▶ [What this task involves]:
Rewrite only the lines starting at the one that contains "of the weathered" and ending at the last line of the set, requests included. Shift the answer coordinates by adding 147 to every number in them.
>> Start
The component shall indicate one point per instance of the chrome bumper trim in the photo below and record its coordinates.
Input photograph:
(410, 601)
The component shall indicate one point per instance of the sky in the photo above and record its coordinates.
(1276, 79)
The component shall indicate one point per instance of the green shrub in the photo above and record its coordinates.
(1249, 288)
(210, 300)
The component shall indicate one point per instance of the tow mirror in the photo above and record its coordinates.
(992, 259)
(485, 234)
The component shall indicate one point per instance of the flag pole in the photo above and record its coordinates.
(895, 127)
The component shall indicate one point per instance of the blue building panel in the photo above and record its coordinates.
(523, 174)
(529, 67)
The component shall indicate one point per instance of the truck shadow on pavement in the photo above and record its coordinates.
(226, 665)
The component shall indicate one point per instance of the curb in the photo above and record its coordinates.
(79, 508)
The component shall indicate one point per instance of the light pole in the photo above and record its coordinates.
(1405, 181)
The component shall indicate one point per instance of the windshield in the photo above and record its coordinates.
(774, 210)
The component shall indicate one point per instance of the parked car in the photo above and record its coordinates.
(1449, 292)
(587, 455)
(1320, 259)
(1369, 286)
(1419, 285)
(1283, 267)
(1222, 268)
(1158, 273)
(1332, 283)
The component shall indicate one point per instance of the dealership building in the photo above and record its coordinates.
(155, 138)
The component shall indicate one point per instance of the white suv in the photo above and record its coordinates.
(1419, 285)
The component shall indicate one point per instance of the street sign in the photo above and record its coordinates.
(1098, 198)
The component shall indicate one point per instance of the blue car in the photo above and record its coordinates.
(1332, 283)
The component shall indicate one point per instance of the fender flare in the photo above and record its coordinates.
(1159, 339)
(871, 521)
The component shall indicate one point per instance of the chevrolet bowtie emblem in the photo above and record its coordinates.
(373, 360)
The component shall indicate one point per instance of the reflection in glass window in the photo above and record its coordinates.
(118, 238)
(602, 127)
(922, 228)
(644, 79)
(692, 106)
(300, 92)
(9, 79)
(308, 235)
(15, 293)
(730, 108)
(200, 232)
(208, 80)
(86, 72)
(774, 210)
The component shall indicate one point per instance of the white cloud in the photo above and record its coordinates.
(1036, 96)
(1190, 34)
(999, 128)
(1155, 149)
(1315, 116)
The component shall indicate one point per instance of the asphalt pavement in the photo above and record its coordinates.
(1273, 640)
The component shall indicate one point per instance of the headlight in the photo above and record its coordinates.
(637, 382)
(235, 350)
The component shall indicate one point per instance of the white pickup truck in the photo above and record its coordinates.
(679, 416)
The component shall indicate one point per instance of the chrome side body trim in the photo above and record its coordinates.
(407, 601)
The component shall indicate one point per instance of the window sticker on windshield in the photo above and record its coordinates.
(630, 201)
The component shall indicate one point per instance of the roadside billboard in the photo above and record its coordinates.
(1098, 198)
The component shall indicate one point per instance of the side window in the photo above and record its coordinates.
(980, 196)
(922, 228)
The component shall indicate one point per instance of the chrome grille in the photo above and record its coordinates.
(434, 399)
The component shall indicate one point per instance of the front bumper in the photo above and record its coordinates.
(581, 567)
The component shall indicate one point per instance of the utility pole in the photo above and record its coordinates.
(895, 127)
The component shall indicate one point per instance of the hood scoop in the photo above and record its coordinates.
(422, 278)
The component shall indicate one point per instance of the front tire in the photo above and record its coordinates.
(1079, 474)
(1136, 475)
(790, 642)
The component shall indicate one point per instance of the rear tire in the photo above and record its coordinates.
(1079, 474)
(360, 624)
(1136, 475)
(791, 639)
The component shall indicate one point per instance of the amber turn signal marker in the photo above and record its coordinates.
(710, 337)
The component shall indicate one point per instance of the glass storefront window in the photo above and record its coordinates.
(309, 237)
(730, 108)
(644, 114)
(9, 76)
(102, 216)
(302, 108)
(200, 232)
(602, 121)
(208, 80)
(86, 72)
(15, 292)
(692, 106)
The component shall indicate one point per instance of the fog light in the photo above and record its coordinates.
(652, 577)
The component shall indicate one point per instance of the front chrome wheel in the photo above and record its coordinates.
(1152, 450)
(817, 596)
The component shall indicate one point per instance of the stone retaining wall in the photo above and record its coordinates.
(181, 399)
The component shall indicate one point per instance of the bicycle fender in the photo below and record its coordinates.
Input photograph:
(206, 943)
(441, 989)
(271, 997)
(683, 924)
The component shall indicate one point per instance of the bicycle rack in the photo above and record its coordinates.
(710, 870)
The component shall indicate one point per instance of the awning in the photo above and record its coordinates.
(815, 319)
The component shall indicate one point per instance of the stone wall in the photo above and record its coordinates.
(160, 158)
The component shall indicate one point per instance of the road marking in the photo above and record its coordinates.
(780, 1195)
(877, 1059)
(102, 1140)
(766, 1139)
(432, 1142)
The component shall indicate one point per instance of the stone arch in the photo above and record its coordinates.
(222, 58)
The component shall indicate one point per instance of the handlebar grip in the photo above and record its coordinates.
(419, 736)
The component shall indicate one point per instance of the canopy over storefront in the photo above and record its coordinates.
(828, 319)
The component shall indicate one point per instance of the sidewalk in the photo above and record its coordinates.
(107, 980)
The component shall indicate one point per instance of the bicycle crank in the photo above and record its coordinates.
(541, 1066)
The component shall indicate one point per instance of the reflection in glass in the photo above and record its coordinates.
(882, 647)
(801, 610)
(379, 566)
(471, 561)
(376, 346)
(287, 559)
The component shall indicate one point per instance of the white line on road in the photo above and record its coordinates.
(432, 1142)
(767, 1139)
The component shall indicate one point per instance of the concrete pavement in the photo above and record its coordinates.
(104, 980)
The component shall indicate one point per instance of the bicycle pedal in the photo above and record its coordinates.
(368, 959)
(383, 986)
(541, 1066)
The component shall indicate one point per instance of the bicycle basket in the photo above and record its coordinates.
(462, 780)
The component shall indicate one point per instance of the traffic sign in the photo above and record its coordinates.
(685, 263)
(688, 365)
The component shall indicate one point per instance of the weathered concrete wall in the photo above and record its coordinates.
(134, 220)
>> End
▶ [Completed exercise]:
The component shall indicate one point per instance of the weathered concrete wall in the photo above and record its coordinates.
(281, 367)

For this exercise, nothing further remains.